Passage shown –
Mother! is an infuriating and puzzling roller coaster whose stomach-churning twists and turns end in a ride that just falls off the rails. Aronofsky’s suffocating allegorical layers lack the subtlety they so desperately need in order to actually make an impact. And, like the house that’s being invaded in the film, Aronofsky disturbs our psyches with punch after punch of parabolic pontification that ends up being not only tiresome, but also obnoxiously half-baked. The film’s Goya-esque crescendo is a poisonous Pick ‘n Mix of messages that converges so many different statements through its imagery, that mother!’s climax seems to give up on caring what it’s trying to convey, so long as audiences walk away with something. But with his dizzying barrage of increasingly over-the-top atrocities, Aronofsky’s final act is bewilderingly heavy and just too messy to take seriously.

Perhaps the most abhorrent aspect of mother! is the fact that, among the uncomfortable ugliness that unfolds before us, Aronofsky is clearly trying to make a statement about the neglect and mistreatment of women. Yet in seemingly trying to do so, the deluded director creates an altogether hypocritical and fundamentally misogynistic portrayal of women’s place in society. Although the entire film is seen through “mother’s” eyes, and intimate handheld cameras give us her dizzying, sickened perspective on events that are menacing her at every turn, the main female character exists solely in order for abuse to be heaped upon her. This faux-feminism might be vindicated in some way if “mother” had been portrayed as more than just a vessel for her husband’s self-pitying need for validation. But the sheer hatred of women that Aronofsky rains down upon his main female character leaves an unsavoury after-taste and little redemption for this directorial choice in the final scene of the film.

Although mother! lacks the depth Aronofsky tries so hard to deliver, the individual actors’ performances are altogether worthy of praise. Lawrence’s portrayal of a woman ridden with anxiety is truly commendable, and her emotive acting is engaging on the most sensorial of levels. Bardem too, does what he does best here as a grinning, menacing force, full of an uneasy energy that captures his character’s opaque motives. Mother! is played out completely without an accompanying score, meaning the film successfully relies on the actors in order to convey the stressful anxiety that pervades the entirety of the film.

Rows –
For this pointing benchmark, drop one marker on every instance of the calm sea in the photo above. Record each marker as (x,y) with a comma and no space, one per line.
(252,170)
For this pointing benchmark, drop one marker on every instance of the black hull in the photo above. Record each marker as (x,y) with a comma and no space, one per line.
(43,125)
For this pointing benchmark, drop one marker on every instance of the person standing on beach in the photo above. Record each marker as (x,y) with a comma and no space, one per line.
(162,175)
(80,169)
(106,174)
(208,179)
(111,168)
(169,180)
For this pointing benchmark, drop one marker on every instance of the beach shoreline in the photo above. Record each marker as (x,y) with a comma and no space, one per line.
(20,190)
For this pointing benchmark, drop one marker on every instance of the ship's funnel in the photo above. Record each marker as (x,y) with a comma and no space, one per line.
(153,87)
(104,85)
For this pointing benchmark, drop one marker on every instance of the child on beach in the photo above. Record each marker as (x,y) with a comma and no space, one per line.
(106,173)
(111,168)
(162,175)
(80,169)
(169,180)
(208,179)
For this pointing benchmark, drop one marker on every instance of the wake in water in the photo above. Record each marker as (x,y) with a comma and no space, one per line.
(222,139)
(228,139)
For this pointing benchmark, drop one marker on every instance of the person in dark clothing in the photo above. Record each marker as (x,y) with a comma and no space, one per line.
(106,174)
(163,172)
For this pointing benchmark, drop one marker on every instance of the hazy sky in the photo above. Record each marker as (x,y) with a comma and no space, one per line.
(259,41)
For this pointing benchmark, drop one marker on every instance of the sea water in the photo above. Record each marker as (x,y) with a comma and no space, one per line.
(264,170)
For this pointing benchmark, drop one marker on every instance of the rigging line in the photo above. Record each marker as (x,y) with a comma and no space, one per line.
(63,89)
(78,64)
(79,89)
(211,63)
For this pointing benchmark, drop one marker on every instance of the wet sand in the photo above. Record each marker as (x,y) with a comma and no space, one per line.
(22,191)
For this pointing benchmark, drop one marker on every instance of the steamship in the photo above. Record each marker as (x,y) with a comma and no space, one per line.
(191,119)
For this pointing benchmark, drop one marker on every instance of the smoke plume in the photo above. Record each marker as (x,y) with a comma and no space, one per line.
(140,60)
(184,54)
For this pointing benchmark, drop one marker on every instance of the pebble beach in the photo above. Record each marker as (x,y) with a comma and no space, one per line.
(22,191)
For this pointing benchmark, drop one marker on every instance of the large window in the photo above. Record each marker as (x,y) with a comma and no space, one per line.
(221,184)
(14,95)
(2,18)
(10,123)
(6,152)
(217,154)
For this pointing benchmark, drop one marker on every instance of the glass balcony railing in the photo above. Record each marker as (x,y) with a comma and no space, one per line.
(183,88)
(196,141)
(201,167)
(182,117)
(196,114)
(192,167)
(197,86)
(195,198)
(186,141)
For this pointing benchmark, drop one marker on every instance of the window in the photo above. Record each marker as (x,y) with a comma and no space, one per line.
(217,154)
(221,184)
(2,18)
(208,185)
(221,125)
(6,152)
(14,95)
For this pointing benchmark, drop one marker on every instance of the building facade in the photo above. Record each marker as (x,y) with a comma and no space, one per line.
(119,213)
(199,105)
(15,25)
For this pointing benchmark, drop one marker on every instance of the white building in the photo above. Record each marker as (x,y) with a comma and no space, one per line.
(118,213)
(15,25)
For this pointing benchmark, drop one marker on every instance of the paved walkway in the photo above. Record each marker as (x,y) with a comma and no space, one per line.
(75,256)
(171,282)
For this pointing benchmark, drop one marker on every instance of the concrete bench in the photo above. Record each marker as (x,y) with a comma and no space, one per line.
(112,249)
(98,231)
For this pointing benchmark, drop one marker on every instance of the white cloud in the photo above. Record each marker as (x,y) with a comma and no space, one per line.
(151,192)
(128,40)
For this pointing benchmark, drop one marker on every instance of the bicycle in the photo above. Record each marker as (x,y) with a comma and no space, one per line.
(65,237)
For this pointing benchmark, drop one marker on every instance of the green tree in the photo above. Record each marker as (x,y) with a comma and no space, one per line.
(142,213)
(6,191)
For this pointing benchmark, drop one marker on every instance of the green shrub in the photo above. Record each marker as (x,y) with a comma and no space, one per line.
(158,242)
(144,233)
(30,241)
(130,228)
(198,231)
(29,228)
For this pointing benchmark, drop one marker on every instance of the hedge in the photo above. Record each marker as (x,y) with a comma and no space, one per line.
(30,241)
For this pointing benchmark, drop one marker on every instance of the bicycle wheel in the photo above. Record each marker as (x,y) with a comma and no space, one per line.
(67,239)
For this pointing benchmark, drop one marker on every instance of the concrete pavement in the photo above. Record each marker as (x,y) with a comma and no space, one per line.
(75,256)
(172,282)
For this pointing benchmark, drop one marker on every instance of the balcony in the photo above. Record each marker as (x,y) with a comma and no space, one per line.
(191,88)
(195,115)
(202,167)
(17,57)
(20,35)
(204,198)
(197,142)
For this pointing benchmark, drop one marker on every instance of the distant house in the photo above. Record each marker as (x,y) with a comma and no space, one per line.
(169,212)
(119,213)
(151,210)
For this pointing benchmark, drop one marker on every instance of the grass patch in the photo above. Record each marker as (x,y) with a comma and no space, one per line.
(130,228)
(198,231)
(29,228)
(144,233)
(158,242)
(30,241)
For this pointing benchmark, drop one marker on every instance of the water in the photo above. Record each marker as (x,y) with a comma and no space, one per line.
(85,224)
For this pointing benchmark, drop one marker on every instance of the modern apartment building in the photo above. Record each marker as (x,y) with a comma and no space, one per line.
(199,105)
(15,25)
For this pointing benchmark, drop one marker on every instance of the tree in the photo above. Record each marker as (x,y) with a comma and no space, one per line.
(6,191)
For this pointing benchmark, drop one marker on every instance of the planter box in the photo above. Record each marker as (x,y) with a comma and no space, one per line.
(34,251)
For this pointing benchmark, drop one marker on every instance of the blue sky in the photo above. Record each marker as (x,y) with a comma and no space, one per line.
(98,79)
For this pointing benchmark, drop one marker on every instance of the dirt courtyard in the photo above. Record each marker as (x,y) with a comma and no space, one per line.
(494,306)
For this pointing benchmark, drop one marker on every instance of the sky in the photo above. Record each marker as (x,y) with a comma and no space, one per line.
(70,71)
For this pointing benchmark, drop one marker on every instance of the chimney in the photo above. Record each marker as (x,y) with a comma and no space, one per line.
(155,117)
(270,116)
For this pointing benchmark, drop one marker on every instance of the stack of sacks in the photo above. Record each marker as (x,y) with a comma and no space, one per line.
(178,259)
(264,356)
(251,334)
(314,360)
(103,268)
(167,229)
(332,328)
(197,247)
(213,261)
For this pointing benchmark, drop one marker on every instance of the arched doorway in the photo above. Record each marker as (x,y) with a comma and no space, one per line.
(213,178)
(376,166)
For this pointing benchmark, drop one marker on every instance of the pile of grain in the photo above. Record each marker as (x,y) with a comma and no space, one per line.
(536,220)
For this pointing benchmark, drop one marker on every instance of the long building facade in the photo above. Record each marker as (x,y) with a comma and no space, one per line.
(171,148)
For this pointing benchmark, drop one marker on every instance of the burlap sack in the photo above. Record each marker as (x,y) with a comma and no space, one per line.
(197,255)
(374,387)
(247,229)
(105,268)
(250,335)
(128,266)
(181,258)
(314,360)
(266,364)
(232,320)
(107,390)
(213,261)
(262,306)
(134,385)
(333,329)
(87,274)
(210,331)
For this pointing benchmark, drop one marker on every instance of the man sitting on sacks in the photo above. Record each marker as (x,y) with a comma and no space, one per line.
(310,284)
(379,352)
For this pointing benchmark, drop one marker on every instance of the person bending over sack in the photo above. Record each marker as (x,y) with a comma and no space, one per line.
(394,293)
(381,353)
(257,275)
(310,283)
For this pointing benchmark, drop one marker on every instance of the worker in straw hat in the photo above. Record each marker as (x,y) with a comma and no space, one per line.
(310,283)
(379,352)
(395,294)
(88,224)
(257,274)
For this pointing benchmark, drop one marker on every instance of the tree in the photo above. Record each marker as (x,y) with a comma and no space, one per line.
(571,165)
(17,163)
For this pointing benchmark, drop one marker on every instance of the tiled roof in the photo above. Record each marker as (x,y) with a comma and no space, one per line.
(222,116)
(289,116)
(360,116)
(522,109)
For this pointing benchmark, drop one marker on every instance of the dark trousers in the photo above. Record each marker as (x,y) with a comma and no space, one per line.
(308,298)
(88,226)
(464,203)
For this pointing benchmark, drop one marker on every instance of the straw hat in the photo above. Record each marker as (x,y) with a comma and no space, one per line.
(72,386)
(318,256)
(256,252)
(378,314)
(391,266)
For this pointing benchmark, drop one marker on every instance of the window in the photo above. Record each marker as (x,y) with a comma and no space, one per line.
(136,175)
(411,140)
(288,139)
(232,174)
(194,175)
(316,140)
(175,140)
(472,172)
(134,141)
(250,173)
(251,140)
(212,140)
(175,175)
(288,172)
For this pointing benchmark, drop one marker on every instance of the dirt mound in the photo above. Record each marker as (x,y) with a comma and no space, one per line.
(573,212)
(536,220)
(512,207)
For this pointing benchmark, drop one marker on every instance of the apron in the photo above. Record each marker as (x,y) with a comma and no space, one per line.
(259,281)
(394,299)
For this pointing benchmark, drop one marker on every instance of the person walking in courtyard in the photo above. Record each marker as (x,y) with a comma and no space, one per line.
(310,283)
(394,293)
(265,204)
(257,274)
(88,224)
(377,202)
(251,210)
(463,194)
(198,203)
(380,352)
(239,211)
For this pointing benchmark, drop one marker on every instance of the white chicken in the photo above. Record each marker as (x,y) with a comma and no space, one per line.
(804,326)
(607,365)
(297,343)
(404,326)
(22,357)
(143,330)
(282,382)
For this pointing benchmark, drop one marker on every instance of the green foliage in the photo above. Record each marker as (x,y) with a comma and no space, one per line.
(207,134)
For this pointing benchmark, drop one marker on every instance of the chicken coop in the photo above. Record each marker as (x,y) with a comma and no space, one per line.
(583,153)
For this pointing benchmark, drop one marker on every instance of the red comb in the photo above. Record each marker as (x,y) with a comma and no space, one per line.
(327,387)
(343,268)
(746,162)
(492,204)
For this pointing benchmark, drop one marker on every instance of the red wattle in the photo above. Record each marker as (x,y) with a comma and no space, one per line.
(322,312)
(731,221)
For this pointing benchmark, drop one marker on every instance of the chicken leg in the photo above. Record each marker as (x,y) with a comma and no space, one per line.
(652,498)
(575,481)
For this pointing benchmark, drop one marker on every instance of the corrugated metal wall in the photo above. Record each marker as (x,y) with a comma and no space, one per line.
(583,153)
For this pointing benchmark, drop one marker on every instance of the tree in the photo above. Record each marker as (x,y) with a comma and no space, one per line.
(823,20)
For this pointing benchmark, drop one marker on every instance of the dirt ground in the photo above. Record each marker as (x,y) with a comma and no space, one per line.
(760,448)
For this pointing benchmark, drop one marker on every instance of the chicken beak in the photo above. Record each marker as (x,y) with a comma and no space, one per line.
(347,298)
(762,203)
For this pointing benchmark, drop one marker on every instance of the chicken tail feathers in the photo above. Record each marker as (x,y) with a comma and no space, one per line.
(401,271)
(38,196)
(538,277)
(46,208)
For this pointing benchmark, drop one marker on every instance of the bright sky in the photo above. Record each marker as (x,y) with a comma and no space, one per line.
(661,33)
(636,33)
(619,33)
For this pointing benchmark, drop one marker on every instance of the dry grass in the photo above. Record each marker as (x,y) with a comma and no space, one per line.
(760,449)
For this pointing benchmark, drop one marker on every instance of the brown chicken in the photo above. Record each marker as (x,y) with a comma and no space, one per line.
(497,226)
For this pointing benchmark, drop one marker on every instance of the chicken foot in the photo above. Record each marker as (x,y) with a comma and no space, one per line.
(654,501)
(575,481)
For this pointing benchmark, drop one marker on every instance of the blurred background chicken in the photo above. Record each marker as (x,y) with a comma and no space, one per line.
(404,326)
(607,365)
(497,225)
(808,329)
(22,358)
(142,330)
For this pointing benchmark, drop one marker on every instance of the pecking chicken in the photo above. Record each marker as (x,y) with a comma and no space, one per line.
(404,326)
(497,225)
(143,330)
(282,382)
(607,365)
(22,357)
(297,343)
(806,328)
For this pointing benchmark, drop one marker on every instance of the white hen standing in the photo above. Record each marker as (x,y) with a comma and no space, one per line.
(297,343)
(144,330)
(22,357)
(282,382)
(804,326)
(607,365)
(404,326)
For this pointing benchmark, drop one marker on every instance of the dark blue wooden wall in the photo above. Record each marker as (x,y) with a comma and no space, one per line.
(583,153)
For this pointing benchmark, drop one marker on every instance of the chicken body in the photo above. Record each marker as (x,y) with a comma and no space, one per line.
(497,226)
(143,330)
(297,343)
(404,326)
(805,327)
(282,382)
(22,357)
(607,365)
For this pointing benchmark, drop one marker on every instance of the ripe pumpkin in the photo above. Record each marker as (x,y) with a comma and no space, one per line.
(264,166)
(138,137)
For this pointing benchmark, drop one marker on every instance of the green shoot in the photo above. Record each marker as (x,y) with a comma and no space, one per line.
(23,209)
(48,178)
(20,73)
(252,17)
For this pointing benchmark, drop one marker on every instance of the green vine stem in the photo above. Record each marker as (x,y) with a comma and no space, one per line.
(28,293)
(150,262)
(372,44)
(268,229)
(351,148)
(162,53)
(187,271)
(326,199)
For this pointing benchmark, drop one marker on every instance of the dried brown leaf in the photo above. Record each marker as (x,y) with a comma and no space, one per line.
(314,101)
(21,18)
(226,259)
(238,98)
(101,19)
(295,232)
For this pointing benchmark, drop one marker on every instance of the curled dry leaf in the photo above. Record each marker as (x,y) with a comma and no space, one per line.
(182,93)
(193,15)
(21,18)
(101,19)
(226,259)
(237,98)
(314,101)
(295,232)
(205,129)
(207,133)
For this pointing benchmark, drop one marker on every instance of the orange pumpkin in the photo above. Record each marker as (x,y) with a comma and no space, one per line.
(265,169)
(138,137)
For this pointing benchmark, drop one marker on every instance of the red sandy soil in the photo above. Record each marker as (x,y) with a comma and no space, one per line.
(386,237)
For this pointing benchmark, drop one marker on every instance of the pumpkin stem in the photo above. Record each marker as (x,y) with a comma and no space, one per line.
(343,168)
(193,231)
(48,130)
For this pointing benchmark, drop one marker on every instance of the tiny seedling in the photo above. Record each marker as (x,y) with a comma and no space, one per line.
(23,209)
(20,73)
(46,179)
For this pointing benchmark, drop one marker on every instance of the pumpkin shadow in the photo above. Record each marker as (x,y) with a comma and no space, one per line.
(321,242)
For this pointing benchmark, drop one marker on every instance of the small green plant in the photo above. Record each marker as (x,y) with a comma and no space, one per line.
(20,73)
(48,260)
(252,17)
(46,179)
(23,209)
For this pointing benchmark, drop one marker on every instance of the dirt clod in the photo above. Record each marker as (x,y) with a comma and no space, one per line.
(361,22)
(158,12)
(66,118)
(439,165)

Challenges –
[A] Answer these about the review of mother!, one line each:
(i) What does the review call the film's Goya-esque crescendo?
(ii) Through whose eyes is the entire film seen?
(iii) What is the film played out without?
[B] Return everything from "Although mother! lacks the" down to "entirety of the film." in the review of mother!, copied word for word.

Complete answers –
[A]
(i) A poisonous Pick 'n Mix of messages.
(ii) Through "mother's" eyes.
(iii) An accompanying score.

[B]
Although mother! lacks the depth Aronofsky tries so hard to deliver, the individual actors’ performances are altogether worthy of praise. Lawrence’s portrayal of a woman ridden with anxiety is truly commendable, and her emotive acting is engaging on the most sensorial of levels. Bardem too, does what he does best here as a grinning, menacing force, full of an uneasy energy that captures his character’s opaque motives. Mother! is played out completely without an accompanying score, meaning the film successfully relies on the actors in order to convey the stressful anxiety that pervades the entirety of the film.